> Exercise objective
Start at the line containing "Would you mind pinning the dirt" and transcribe every line exactly through the end of the records below, and only those lines.

[Entries from a pointing dataset]

§

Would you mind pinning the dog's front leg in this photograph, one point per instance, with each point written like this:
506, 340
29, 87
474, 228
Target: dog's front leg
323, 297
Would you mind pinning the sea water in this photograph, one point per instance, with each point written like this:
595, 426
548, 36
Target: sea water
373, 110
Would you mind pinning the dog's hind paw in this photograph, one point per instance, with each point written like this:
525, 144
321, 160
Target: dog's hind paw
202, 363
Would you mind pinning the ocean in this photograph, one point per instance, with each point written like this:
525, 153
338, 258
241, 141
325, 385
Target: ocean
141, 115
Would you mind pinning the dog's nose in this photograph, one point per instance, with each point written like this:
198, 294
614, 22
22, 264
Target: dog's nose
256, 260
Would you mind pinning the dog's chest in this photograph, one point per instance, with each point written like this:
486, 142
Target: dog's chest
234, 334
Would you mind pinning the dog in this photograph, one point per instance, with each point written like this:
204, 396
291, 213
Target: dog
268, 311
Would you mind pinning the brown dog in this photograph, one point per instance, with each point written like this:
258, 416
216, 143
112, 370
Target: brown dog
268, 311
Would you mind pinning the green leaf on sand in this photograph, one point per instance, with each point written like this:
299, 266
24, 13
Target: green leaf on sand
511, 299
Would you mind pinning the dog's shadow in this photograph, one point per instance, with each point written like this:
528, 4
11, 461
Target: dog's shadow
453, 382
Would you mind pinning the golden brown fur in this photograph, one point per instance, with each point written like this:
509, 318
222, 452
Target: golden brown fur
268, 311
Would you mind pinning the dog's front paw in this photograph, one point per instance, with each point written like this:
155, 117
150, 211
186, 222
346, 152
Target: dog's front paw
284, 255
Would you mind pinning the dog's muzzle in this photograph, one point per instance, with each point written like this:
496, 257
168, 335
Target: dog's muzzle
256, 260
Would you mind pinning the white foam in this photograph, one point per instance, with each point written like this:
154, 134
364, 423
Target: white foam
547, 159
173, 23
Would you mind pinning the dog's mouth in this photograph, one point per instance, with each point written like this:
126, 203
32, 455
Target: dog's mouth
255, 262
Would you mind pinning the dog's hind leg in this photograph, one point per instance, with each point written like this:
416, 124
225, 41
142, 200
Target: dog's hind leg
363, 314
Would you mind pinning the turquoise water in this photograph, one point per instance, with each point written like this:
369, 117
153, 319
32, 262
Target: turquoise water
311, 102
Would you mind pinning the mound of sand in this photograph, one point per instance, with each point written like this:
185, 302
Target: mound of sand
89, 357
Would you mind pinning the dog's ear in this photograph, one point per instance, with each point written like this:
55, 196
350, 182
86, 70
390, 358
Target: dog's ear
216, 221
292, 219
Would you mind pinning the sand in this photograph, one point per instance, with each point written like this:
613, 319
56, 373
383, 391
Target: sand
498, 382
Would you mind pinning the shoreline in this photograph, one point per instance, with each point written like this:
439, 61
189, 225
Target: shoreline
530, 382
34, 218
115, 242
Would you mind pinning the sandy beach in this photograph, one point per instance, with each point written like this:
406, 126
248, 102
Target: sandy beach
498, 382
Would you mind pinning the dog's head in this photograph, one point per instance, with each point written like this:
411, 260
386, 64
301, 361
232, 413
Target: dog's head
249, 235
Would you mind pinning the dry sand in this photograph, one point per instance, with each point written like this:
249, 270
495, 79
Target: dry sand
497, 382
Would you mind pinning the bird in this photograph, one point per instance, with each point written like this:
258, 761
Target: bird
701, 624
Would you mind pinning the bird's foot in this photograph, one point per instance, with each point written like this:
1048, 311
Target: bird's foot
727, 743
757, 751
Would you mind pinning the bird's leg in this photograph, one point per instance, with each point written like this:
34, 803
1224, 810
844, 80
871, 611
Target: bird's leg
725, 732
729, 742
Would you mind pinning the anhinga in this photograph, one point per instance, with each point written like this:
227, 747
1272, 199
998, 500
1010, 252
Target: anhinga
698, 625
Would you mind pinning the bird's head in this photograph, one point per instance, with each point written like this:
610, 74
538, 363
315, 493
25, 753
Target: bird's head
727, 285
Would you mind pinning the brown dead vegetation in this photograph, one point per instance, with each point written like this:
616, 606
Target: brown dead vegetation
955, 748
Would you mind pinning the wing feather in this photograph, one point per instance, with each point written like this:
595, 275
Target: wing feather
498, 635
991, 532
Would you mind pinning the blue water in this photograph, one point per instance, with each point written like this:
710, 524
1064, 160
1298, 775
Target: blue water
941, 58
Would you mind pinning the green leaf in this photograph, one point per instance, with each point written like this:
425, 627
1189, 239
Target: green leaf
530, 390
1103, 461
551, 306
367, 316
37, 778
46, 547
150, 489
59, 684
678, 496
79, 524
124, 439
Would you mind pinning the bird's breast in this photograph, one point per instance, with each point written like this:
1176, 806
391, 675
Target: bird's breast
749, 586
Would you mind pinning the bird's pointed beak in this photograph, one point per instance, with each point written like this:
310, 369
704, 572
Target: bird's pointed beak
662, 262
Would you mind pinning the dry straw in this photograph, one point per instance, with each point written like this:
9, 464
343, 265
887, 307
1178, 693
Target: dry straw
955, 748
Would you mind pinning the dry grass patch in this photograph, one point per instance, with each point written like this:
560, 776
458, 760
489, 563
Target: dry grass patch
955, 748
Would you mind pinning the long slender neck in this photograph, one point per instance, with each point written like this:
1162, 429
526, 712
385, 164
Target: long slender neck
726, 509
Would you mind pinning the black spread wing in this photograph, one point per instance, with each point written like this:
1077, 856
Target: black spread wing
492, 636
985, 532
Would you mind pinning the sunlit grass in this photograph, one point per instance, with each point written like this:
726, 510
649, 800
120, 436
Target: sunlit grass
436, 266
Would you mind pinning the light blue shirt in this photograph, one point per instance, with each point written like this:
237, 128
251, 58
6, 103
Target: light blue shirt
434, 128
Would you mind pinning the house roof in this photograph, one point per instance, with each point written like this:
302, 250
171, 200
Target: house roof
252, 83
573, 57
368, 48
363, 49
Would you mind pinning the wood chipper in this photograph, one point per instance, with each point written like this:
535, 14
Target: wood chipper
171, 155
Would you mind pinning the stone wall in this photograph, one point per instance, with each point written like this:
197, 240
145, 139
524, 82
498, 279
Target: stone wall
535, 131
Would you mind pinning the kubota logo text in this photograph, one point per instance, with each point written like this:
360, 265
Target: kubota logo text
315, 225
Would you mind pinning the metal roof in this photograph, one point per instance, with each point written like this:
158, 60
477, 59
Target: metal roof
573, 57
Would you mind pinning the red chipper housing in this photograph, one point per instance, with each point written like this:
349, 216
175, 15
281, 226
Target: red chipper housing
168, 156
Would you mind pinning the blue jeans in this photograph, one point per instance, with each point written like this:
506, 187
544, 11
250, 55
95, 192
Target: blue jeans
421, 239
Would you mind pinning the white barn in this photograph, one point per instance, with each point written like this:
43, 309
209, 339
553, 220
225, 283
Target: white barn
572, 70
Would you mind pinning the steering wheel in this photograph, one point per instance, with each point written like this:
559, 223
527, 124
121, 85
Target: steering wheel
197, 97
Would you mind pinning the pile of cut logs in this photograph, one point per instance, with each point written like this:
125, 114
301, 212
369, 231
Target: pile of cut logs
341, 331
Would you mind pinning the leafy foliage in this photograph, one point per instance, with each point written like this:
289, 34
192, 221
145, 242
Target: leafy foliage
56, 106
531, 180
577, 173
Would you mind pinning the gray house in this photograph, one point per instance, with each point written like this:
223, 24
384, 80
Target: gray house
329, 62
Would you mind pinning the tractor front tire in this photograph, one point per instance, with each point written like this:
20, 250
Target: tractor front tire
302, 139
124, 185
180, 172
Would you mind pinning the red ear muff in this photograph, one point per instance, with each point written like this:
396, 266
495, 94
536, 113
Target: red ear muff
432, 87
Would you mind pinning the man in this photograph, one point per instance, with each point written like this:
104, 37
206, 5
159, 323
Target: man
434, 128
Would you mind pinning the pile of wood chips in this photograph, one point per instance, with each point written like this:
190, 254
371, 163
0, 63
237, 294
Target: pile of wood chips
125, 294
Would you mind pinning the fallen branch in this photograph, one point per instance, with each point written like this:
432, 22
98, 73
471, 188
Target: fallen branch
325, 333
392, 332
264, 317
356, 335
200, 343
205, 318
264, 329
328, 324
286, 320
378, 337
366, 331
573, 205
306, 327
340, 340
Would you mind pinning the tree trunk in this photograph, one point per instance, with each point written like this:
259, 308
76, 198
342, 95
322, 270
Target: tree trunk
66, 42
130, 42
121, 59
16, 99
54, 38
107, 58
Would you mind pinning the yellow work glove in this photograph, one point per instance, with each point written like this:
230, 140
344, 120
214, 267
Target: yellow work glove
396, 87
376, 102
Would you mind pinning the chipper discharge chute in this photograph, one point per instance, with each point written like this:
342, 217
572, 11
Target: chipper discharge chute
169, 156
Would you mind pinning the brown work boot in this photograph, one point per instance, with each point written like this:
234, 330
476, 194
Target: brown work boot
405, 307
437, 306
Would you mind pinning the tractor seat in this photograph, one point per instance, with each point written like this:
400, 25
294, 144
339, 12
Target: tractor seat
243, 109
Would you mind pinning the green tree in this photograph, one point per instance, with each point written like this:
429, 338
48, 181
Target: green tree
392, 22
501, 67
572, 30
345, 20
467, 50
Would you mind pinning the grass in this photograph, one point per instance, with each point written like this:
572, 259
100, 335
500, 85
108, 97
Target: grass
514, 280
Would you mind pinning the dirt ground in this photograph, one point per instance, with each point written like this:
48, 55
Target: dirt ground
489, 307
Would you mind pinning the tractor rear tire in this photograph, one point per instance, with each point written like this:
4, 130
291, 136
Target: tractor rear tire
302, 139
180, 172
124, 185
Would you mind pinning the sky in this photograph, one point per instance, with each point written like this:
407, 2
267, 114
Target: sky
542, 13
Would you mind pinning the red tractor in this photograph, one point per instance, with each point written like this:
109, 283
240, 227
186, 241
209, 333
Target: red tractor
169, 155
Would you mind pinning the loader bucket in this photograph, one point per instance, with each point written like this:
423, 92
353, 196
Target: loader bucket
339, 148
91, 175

§

> Final result
Would you mind pinning the dirt ground in this photograph, one point per instance, with each point written like this:
48, 55
Target: dirt ground
489, 307
Would you mind pinning the tractor rear tire in this photograph, one point per instance, with each point written like this:
4, 130
291, 136
Target: tractor rear tire
302, 139
180, 172
124, 185
Would you mind pinning the sky in this photograph, one point per instance, with each point written like this:
407, 2
267, 114
Target: sky
542, 13
Would you mind pinning the red tractor in this photograph, one point per instance, with each point written like this:
109, 283
240, 227
186, 241
209, 333
Target: red tractor
169, 155
Would you mind pinning the loader bucket in this photograph, one point per instance, with each point written like this:
423, 92
353, 196
Target: loader bucket
339, 148
91, 175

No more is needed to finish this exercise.